What the exercise asks
Pictures excluded, return the lines below from the first through the line holding "[locate] window sill (one dot each)".

____ Data

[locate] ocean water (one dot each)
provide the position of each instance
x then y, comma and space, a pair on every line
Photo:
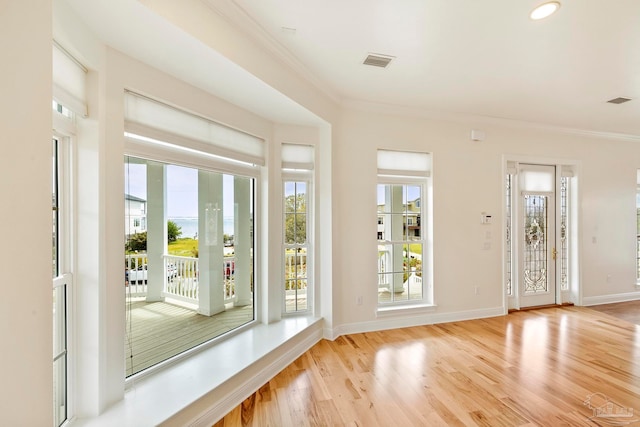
189, 226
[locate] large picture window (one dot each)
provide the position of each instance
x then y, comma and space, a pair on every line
297, 172
403, 255
189, 273
190, 218
296, 246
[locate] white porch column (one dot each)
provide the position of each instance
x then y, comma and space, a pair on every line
210, 244
156, 229
393, 232
242, 240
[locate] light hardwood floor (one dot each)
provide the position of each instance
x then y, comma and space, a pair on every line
531, 368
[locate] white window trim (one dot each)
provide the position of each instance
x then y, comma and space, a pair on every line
425, 239
306, 176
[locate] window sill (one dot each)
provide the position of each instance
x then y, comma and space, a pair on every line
158, 397
409, 309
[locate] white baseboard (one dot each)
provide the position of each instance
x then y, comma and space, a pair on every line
258, 374
610, 299
400, 321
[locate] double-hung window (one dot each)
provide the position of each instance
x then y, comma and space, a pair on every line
297, 173
404, 255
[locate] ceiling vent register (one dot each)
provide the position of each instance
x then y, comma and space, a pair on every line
378, 60
619, 100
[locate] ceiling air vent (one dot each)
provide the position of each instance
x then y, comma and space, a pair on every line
378, 60
619, 100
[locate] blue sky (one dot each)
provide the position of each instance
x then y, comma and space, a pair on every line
182, 189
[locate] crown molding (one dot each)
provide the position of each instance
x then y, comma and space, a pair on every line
241, 19
456, 117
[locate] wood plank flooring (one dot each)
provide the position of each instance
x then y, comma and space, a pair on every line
157, 331
629, 310
530, 368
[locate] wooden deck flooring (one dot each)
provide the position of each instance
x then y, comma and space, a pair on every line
157, 331
546, 367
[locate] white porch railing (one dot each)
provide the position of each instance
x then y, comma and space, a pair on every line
181, 280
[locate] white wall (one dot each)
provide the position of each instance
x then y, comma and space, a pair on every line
25, 189
468, 180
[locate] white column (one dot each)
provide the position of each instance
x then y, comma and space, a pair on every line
210, 243
156, 229
393, 232
242, 240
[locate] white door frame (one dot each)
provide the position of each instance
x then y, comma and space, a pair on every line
572, 293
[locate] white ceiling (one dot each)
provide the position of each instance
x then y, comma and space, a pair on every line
460, 57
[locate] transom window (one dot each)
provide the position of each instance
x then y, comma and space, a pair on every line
190, 224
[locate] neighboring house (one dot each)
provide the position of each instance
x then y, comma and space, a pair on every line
410, 219
135, 211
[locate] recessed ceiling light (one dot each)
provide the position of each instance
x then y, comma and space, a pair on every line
378, 60
544, 10
619, 100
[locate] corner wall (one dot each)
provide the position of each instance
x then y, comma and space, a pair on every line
26, 361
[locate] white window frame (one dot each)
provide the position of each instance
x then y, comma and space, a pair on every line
146, 142
425, 240
64, 128
306, 176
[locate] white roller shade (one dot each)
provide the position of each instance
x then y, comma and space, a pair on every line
153, 119
69, 81
403, 163
297, 156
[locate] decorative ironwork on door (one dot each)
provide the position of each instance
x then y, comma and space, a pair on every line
535, 248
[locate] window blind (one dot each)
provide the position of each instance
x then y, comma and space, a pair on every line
403, 163
69, 81
159, 121
297, 156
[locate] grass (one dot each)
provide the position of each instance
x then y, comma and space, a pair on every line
183, 247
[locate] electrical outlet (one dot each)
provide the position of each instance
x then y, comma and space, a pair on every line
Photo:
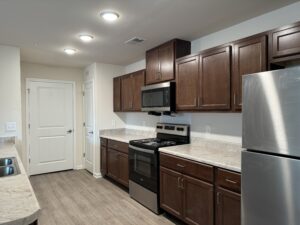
11, 127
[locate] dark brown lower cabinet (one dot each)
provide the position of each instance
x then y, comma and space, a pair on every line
198, 201
112, 163
228, 207
103, 159
170, 191
186, 198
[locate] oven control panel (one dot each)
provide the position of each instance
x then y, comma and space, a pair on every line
176, 129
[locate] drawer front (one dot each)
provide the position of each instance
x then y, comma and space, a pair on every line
188, 167
229, 180
119, 146
103, 141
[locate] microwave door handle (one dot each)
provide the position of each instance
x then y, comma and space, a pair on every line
141, 150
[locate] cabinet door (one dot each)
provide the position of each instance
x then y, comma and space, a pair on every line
152, 66
117, 94
249, 56
139, 82
171, 192
286, 41
103, 166
215, 75
123, 169
127, 93
228, 207
187, 81
112, 163
166, 62
198, 203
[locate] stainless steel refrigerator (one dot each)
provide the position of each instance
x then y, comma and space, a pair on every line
271, 135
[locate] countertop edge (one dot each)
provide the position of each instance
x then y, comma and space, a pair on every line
197, 159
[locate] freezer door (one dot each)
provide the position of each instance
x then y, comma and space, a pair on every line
271, 109
270, 190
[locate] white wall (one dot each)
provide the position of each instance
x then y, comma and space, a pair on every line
103, 74
227, 126
29, 70
10, 91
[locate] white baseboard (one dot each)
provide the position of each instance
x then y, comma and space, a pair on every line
97, 175
79, 167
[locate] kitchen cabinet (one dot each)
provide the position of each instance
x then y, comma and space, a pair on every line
228, 198
131, 85
117, 94
285, 43
103, 156
186, 196
187, 81
215, 79
117, 162
249, 56
160, 61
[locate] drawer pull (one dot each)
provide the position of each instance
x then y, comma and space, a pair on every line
181, 166
230, 181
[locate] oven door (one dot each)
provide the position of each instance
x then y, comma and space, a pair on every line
143, 167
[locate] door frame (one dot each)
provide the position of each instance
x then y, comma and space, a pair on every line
94, 125
30, 80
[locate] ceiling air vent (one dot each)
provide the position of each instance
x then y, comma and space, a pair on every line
134, 41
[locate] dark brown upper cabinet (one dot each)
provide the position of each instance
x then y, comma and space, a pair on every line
131, 85
215, 79
285, 43
187, 81
249, 56
160, 61
117, 94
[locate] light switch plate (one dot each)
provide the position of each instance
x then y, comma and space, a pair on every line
11, 126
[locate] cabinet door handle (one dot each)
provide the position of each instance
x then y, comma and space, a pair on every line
234, 98
230, 181
179, 165
182, 183
178, 182
218, 198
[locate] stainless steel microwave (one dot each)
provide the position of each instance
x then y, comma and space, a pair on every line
159, 97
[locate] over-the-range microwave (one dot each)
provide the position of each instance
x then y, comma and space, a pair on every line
159, 97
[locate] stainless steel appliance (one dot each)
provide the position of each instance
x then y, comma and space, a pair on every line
271, 135
159, 97
144, 162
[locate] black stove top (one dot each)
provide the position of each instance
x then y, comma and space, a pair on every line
153, 143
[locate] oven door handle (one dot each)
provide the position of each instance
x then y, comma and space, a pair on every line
141, 149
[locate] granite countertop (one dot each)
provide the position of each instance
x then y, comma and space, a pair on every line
125, 135
216, 153
18, 204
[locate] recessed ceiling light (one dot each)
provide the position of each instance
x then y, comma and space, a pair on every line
86, 37
70, 51
110, 16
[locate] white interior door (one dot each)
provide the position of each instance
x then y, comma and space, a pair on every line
51, 126
89, 125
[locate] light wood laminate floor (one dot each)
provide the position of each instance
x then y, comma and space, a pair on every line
77, 198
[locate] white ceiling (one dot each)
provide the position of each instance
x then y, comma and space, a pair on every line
43, 28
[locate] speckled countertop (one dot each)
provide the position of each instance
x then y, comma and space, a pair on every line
125, 135
18, 204
214, 152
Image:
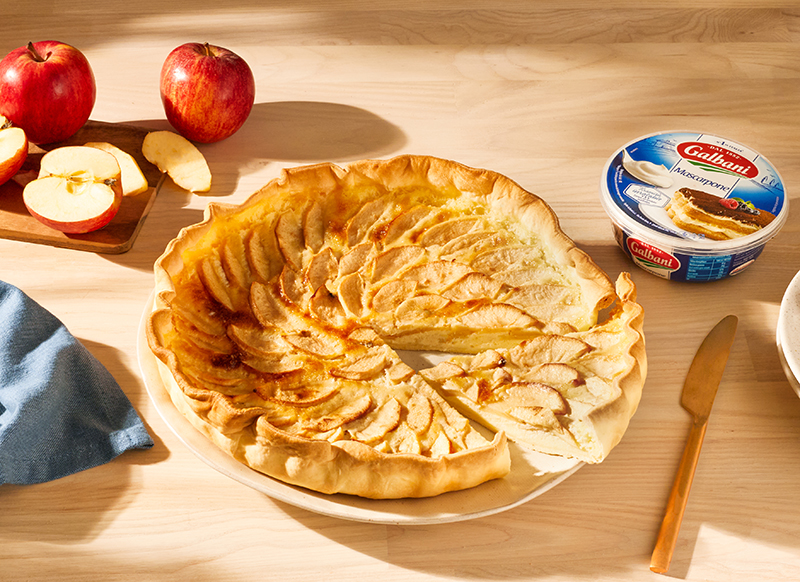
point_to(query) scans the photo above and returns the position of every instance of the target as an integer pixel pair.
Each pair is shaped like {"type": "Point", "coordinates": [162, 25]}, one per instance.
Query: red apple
{"type": "Point", "coordinates": [47, 88]}
{"type": "Point", "coordinates": [79, 189]}
{"type": "Point", "coordinates": [13, 149]}
{"type": "Point", "coordinates": [207, 91]}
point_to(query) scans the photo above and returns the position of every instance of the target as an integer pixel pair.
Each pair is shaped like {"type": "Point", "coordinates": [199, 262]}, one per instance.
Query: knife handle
{"type": "Point", "coordinates": [676, 504]}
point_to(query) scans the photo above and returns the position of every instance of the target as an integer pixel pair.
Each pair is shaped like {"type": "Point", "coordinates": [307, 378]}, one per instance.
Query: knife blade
{"type": "Point", "coordinates": [697, 398]}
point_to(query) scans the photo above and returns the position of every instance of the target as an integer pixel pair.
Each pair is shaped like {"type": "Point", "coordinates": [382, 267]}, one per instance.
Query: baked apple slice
{"type": "Point", "coordinates": [13, 149]}
{"type": "Point", "coordinates": [79, 189]}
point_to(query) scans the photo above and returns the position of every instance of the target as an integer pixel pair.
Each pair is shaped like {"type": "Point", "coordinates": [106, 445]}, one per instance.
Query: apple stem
{"type": "Point", "coordinates": [35, 54]}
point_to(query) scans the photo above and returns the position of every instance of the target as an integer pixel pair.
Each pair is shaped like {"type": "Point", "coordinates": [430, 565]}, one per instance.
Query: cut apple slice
{"type": "Point", "coordinates": [179, 158]}
{"type": "Point", "coordinates": [79, 189]}
{"type": "Point", "coordinates": [133, 180]}
{"type": "Point", "coordinates": [13, 149]}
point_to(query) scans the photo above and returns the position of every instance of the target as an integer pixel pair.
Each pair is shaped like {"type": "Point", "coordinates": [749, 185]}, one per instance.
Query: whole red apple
{"type": "Point", "coordinates": [47, 88]}
{"type": "Point", "coordinates": [207, 91]}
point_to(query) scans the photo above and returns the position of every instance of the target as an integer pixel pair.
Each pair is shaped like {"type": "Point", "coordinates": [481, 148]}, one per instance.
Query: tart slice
{"type": "Point", "coordinates": [570, 395]}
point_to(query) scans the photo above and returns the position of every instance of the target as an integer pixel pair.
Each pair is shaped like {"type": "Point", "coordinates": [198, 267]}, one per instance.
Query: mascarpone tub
{"type": "Point", "coordinates": [691, 206]}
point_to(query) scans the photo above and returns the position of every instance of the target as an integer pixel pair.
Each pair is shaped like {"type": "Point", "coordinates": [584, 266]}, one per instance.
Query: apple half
{"type": "Point", "coordinates": [133, 180]}
{"type": "Point", "coordinates": [79, 189]}
{"type": "Point", "coordinates": [179, 158]}
{"type": "Point", "coordinates": [13, 149]}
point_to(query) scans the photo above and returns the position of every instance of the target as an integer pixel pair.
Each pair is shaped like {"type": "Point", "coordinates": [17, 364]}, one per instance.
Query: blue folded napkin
{"type": "Point", "coordinates": [61, 411]}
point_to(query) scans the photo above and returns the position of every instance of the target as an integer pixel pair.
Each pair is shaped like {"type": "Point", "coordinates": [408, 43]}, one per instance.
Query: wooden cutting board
{"type": "Point", "coordinates": [116, 237]}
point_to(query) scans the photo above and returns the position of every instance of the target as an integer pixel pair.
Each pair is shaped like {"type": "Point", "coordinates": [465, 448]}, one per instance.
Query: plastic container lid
{"type": "Point", "coordinates": [641, 180]}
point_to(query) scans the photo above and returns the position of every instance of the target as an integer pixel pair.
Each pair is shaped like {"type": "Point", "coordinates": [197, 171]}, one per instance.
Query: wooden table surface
{"type": "Point", "coordinates": [543, 92]}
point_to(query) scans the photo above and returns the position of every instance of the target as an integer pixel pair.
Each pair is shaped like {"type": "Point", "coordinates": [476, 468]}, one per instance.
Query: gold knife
{"type": "Point", "coordinates": [698, 395]}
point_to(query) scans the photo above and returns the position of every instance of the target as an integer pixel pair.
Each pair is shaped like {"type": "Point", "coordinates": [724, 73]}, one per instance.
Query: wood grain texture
{"type": "Point", "coordinates": [543, 92]}
{"type": "Point", "coordinates": [118, 236]}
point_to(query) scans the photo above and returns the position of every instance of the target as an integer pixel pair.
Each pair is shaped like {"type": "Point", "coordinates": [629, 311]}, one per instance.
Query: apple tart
{"type": "Point", "coordinates": [276, 325]}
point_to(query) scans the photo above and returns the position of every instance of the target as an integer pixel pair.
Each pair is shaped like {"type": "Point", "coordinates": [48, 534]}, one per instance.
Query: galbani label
{"type": "Point", "coordinates": [643, 184]}
{"type": "Point", "coordinates": [650, 257]}
{"type": "Point", "coordinates": [714, 156]}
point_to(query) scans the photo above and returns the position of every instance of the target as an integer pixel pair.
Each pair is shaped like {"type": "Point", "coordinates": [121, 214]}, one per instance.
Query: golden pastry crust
{"type": "Point", "coordinates": [275, 322]}
{"type": "Point", "coordinates": [570, 395]}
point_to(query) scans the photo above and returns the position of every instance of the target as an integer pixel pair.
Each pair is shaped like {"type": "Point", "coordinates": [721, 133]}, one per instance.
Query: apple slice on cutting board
{"type": "Point", "coordinates": [133, 180]}
{"type": "Point", "coordinates": [179, 158]}
{"type": "Point", "coordinates": [79, 189]}
{"type": "Point", "coordinates": [13, 149]}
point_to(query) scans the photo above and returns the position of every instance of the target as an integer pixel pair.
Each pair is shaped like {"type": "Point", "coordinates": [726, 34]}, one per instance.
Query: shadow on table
{"type": "Point", "coordinates": [76, 508]}
{"type": "Point", "coordinates": [282, 134]}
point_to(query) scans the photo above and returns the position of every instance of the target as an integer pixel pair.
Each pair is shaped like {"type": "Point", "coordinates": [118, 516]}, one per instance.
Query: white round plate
{"type": "Point", "coordinates": [531, 475]}
{"type": "Point", "coordinates": [788, 333]}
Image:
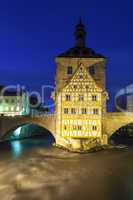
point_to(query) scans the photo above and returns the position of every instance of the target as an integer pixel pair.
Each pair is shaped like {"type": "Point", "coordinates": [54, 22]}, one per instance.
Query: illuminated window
{"type": "Point", "coordinates": [73, 111]}
{"type": "Point", "coordinates": [95, 111]}
{"type": "Point", "coordinates": [92, 70]}
{"type": "Point", "coordinates": [94, 128]}
{"type": "Point", "coordinates": [12, 108]}
{"type": "Point", "coordinates": [75, 86]}
{"type": "Point", "coordinates": [74, 127]}
{"type": "Point", "coordinates": [81, 97]}
{"type": "Point", "coordinates": [17, 109]}
{"type": "Point", "coordinates": [6, 108]}
{"type": "Point", "coordinates": [65, 110]}
{"type": "Point", "coordinates": [69, 70]}
{"type": "Point", "coordinates": [94, 98]}
{"type": "Point", "coordinates": [79, 127]}
{"type": "Point", "coordinates": [84, 111]}
{"type": "Point", "coordinates": [68, 97]}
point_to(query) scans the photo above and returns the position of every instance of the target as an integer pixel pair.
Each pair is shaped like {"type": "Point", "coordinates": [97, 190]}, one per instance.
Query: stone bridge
{"type": "Point", "coordinates": [11, 123]}
{"type": "Point", "coordinates": [116, 120]}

________

Answer to the problem
[locate] ocean water (one dot each)
provide the position of each instance
x then y, comma and space, a pair on every line
Photo:
189, 226
[locate] large picture window (one dot each)
provide the position of each instance
x then y, comma and space, a pair on every line
297, 172
403, 255
189, 273
190, 218
296, 246
[locate] white porch column (one dot each)
provide the position of each instance
x then y, comma and space, a pair on every line
210, 244
156, 229
393, 232
242, 240
[locate] light hardwood floor (one dot each)
provide the position of each instance
x then y, comma and space, a pair on every line
531, 368
[locate] white window trim (one dot each)
provide the position of each instance
x then y, comma and space, a pair on every line
425, 239
306, 176
[locate] window sill (one dot each)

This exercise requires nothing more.